- _DIRECTIVE_: Rewrite all of the lines below, requests included, adding 16 to every number in the point coordinates given as answers. Leave the pictures out.

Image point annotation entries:

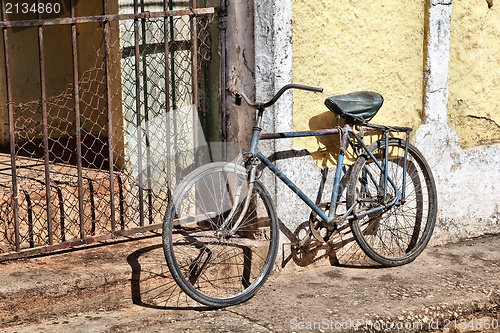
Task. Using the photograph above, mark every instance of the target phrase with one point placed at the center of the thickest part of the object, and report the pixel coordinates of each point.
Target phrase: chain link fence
(99, 158)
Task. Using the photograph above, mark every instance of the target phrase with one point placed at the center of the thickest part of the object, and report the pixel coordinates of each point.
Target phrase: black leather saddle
(359, 106)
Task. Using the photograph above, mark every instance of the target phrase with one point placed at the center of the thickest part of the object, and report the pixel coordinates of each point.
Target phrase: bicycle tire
(213, 269)
(394, 236)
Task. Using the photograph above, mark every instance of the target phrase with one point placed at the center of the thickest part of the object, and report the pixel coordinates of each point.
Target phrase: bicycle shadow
(153, 286)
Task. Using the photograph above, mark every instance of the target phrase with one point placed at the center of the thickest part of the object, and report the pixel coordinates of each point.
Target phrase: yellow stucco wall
(474, 102)
(345, 46)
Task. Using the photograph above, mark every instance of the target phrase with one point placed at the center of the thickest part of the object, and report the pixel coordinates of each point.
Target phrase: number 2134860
(35, 8)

- _RESPONSE TO THE TASK_:
Task. Using the photograph above, mark every instance of the target phrase with one point placed at the center of the thickest part of the object, and report the pixel coordinates of each point.
Target phrase: chain link fence
(115, 174)
Task. Using the photograph above, mark every instance of the target phrase with one point placed at the center of the thickest part of the object, and report the pixel coordinates of each point.
Target phrase: black leather saddle
(375, 122)
Task. Using the photograph above, mark every instance of the target phrase with one point placed at the center of the thickest part of the object, and report the pixel coordinates of each point.
Target phrase: bicycle tire
(229, 285)
(410, 252)
Task. Using the photograph above, mark every instance of the target phrase with one point placed at the center of the thickest part of the object, and report the pixel coordinates of each point.
Target phrase: bicycle shadow
(169, 302)
Task. Using the photograph above, mark every instance of the target phrase with one point placed at the center of the thickest part of the object, and report the pixel coordinates of each point.
Target phrase: yellow stucco wall
(490, 118)
(361, 62)
Task. Using the photograph above, mark every instance of the target phrase with one point placed at the center of the thickest part of the object, and report the pixel coordinates of each point.
Target phrase: number 2134860
(51, 24)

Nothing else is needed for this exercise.